# Page excerpt
________

What forum rules contravene CF Rules? If anything, we get hammered too much here for "This isn't the Army; you're not my boss!" We enforce PERSEC, OPSEC and other matters here pretty diligently; for the ones we miss use the "Report To Moderator" button. Same goes if we are discussing vehicle capabilities, weapons systems or tactical stuff that we don't want enemies (or potential enemies) seeing. On the other hand, if you can read it on Jane's, or Newseek, or McLean's - it's probably OK to discuss here.

Now, if the Forum "allows" people to post whenever they want to login, and the boss doesn't want you to play on the computer during working hours, that's between you and them. The same goes with trashing your employer, slagging the government of the day or whatever - if it doesn't violate site guidelines, but might get you in trouble - do so at your own peril. It's not my (our) concern...


----------



## Edward Campbell (7 Nov 2009)

This is sort of an annual event, isn't it?

We seem, every so often, to wrap ourselves around one of these axles: duties of moderators, OPSEC/PERSEC concerns, copyright and so on. There is, always, some 'good' in these discussions if for no other reason than to remind us that we are just people expressing ourselves in *public*.

There are rules - here and in the CF - and we all ought to obey all those that apply to us. For all of us here that means obeying Mike's site rules. Others, who serve other masters, may have other rules - do not ever dare chew gum in my presence, for example, it is an offence warranting corporal punishment, at least.

Maybe this could be moved to the Army.ca Admin section where it belongs.


----------



## midget-boyd91 (7 Nov 2009)

________

# Task details
Copy the forum thread excerpt, beginning at the words "There are rules" and stopping after "midget-boyd91 (7 Nov 2009)", and replace "chew gum" with "whistle". The records that follow have no connection to the forum thread excerpt.

Entries labeling object positions:
________

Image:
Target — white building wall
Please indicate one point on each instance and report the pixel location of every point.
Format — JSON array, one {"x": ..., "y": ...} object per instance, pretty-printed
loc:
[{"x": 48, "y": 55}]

________

# The output
There are rules - here and in the CF - and we all ought to obey all those that apply to us. For all of us here that means obeying Mike's site rules. Others, who serve other masters, may have other rules - do not ever dare whistle in my presence, for example, it is an offence warranting corporal punishment, at least.

Maybe this could be moved to the Army.ca Admin section where it belongs.


----------



## midget-boyd91 (7 Nov 2009)